▶ Assigned task 1:
Answer these questions from the class notes below:
(a) How many years did Sharon Doggett serve with the Coast Guard Reserve?
(b) What is the name of Karen Bourgeois's cat?
(c) In what year did Virginia P. Thompson retire from pharmaceuticals?
▶ Assigned task 2: Write the next passage of the class notes below, picking up right after their final sentence.

▶ Selected text:
Sharon Doggett retired in July 2009 after 30 years with the Coast Guard Reserve. She had lunch in July in Williamsburg with Sallie Washington Braxton ’77 of Spotsylvania, Va., Yita Gomez ’79 of Petersburg, Va., Marilyn Delone Hopkins ’78 of Montgomery, Ala., and Thelma Washington Turner of Williamsburg. Beverly Wood-Holt works with directors and cameramen at Deluxe Entertainment in Los Angeles. Bev and husband Brian look forward to retiring to their Virginia property and travel there at least twice a year. Bev’s mom passed away five years ago, and her dad, who is 86 and active, came to live with them. She keeps in touch with Roseanne Galzerano-Wyatt, who lives in the Middle East with husband Jeff, a Chevron consultant.

Karen Bourgeois works for Lockheed Martin and does volunteer work. She is speech director of the company’s high school speech contest, editor of the local International Council on Systems Engineering newsletter, and became a certified manager through James Madison University last year. She works in her garden, plays Sudoku, and spends time with her cat, Spunky. She and her high school son visited her parents in South Carolina; her mother is a ’53 Mary Washington alumna.

Virginia P. Thompson teaches kindergarten through fifth-grade art in a Kingsport, Tenn., private school. Her students have won international awards eight of the nine years she’s been there. She plans a second retirement soon; her first was from pharmaceuticals in 1998. Virginia and her husband have three children and seven grandchildren. Ann Plough Shaw lives in the northern suburbs of Pittsburgh with husband Daniel and her children. She works part time as a psychologist at The Watson Institute, evaluating children with autism-spectrum diagnoses and their parents. Daniel is a professor of clinical psychology and chair of the psychology department at the University of Pittsburgh. Daughter Alyssa, a junior studying psychology and Italian at Smith College in Massachusetts, planned to begin a year abroad in Florence, Italy, in September. Son Zachary, a high school senior, hopes to play college volleyball. Her youngest, Joshua, is in eighth grade. Ann spends time in Cape Cod every summer with both sides of the extended family and recently returned from trips to Barcelona, Spain, and to volleyball nationals in Minneapolis. “I can’t believe any of our class is old enough to have grandkids or be retiring. I am still running carpools and washing sports jerseys!”

▶ Material supplied:
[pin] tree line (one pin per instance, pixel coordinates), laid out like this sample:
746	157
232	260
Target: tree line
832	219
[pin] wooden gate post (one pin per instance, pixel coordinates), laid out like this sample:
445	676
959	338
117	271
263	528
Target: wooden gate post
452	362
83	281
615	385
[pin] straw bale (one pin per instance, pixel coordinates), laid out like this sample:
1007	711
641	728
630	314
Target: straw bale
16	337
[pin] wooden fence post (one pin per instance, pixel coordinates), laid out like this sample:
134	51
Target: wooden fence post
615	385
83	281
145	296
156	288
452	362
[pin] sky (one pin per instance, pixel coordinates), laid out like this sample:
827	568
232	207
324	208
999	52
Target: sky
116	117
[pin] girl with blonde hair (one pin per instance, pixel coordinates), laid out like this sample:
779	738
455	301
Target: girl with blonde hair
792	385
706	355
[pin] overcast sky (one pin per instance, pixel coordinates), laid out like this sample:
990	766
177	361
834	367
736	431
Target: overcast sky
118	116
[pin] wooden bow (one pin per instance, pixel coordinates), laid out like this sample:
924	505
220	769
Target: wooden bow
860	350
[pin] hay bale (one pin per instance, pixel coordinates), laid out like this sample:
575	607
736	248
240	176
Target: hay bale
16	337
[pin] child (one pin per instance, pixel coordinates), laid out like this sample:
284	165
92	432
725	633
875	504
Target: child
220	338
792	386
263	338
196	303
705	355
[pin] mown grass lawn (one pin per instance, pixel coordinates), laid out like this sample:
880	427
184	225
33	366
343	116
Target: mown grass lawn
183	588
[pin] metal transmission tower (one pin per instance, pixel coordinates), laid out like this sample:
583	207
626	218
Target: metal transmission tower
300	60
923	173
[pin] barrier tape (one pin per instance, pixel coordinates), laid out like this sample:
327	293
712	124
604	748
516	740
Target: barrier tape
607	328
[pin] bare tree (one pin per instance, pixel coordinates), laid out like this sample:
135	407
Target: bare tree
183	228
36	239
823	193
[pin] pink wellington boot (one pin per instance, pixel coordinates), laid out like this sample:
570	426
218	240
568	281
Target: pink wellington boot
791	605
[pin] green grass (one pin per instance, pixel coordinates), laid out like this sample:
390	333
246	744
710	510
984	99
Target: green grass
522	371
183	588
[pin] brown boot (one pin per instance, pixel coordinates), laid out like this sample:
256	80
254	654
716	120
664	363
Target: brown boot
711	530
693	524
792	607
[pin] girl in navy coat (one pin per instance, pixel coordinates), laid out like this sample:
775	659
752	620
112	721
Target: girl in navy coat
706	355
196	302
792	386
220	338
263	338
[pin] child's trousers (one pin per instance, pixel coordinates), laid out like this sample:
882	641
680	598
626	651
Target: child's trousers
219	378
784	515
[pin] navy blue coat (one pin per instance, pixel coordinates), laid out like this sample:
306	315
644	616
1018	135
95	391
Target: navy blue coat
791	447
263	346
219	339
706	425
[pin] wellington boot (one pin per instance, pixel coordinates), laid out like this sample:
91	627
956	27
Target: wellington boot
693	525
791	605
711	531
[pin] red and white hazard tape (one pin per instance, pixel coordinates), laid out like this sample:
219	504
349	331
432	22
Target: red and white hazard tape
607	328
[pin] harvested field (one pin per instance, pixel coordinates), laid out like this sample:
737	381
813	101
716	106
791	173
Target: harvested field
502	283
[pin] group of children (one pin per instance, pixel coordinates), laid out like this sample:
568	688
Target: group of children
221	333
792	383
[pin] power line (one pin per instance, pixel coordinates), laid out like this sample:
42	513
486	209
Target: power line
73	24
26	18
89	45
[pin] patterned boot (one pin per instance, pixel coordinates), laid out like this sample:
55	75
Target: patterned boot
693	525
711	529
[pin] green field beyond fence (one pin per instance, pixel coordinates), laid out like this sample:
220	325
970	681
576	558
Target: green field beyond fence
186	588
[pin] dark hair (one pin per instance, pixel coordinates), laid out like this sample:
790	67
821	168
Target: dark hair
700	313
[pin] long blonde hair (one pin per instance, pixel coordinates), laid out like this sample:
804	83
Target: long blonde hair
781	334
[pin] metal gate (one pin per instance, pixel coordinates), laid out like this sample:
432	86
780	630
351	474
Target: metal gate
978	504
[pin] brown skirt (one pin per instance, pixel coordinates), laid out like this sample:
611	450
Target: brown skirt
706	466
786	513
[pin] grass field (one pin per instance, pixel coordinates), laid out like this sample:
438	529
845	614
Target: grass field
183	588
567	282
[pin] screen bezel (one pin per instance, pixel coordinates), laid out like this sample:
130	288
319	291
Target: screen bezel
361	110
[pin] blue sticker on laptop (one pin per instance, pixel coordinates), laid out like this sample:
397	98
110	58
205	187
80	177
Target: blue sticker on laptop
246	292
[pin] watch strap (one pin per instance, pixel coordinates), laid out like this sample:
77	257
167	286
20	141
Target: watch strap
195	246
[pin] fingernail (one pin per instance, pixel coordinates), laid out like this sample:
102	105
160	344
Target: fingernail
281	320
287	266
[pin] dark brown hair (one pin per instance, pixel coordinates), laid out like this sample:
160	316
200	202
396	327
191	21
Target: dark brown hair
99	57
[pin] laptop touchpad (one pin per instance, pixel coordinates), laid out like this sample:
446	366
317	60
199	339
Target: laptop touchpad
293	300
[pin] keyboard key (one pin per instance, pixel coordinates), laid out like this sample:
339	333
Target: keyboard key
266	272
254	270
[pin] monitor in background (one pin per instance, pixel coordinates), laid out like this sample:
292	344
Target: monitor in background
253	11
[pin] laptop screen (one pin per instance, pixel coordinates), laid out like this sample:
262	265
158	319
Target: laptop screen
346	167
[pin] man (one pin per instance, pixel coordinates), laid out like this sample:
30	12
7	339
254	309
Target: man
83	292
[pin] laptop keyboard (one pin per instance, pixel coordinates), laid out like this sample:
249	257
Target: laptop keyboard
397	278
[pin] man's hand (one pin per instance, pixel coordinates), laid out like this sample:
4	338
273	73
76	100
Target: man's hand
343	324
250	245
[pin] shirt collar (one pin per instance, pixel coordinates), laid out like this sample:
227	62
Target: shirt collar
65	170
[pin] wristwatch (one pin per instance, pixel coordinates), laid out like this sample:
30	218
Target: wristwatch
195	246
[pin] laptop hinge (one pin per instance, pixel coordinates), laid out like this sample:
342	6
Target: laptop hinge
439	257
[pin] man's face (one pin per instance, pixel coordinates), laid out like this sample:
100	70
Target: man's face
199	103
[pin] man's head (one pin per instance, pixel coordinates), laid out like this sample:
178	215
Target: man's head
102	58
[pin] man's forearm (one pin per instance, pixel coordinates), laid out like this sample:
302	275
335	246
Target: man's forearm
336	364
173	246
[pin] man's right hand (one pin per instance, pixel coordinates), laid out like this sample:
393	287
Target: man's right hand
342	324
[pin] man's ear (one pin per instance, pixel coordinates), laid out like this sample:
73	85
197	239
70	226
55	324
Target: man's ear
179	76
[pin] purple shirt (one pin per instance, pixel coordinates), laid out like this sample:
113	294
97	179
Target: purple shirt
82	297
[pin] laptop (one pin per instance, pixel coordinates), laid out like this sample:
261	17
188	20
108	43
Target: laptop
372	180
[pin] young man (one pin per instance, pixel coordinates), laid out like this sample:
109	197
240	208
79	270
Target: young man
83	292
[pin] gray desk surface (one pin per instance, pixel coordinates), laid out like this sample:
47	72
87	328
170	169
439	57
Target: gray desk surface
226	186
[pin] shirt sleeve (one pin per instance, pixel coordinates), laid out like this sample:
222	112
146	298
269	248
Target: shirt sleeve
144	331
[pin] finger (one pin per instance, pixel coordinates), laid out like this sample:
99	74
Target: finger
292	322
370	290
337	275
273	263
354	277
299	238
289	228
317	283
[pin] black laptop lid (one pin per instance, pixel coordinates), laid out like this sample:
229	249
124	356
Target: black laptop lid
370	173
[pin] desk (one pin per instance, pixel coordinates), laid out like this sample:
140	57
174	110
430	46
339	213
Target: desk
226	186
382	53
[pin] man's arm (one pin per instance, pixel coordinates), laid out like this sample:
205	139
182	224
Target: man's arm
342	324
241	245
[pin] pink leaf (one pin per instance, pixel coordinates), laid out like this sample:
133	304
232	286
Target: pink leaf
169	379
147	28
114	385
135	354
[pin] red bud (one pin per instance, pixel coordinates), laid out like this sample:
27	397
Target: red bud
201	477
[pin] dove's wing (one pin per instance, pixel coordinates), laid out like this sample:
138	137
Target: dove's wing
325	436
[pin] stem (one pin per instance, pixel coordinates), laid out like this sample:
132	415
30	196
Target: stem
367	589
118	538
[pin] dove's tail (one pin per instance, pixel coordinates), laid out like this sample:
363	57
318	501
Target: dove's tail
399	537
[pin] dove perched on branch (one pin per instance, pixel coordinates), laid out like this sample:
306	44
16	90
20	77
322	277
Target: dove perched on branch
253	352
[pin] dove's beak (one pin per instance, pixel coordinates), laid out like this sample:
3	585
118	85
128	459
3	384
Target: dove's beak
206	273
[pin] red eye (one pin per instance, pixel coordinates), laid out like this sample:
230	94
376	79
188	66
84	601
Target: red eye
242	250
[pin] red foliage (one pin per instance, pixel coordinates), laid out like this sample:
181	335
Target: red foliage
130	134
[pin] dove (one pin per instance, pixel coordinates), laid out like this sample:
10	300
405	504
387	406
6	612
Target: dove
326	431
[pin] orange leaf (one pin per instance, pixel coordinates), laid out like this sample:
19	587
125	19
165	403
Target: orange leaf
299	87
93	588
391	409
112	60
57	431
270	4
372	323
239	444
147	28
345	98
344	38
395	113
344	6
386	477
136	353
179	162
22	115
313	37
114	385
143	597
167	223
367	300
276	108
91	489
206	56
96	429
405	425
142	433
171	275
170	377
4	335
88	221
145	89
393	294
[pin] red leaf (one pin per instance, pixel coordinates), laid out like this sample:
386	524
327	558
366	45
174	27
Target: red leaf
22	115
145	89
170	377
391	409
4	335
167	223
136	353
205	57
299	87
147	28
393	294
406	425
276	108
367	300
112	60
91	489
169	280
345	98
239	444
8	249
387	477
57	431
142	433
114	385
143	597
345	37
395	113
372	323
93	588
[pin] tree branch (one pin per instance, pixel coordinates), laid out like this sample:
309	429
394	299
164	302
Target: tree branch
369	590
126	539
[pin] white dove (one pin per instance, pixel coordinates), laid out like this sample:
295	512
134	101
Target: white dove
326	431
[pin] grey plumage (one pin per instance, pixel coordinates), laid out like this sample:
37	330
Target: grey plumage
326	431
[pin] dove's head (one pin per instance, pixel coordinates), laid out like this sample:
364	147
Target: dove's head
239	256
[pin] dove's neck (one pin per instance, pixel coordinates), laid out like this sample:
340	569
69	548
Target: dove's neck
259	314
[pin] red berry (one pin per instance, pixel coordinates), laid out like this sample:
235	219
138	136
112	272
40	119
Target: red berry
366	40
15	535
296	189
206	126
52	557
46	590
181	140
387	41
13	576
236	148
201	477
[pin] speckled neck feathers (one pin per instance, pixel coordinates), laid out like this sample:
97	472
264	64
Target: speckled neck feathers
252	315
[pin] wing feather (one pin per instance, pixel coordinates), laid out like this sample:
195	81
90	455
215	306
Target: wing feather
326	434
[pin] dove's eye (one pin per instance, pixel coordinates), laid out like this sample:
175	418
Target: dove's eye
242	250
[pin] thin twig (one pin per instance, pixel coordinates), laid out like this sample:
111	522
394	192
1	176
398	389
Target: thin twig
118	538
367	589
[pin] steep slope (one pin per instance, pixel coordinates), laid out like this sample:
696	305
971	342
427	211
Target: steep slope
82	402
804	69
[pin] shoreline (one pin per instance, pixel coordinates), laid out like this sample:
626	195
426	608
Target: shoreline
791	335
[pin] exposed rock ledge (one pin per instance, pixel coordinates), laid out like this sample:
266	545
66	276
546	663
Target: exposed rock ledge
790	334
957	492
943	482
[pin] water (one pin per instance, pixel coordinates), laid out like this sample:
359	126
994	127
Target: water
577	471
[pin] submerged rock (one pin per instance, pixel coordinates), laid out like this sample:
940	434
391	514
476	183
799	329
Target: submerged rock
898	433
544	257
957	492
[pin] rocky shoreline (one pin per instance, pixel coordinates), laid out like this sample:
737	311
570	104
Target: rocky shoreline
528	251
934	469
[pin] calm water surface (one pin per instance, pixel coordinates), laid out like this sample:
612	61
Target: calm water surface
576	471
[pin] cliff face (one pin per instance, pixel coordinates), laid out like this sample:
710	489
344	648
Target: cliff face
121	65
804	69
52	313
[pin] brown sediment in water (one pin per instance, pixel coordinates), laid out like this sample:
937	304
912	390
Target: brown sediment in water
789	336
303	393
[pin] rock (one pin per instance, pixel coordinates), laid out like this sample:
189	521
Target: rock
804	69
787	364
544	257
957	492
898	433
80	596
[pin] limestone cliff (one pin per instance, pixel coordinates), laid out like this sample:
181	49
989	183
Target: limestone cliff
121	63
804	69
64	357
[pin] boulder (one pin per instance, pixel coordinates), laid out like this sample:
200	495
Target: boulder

▶ Expected output 1:
(a) 30 years
(b) Spunky
(c) 1998

▶ Expected output 2:
Martha “Happy” Clark Scala has connected with many alumni via Facebook. She has a part-time private psychotherapy practice near her Palo Alto, Calif., home. She recently was published in Cooking Comfort: Stories with Recipes, Poetry Now, and an anthology called Fault Zone: Words from the Edge. Martha publishes the monthly “e-zine” newsletter Out on a Limb. Karen Vogen Gayle has worked for 11 years for the country’s largest charter school organization, Imagine Schools, and recently became national education and achievement coordinator. Karen’s sons graduated from Savannah College of Art and Design. Matthew teaches art at Imagine Schools, and Sean works at a printing company, creating designs for shirts and other items. Daughter Heather is a freshman social work major at Florida State University.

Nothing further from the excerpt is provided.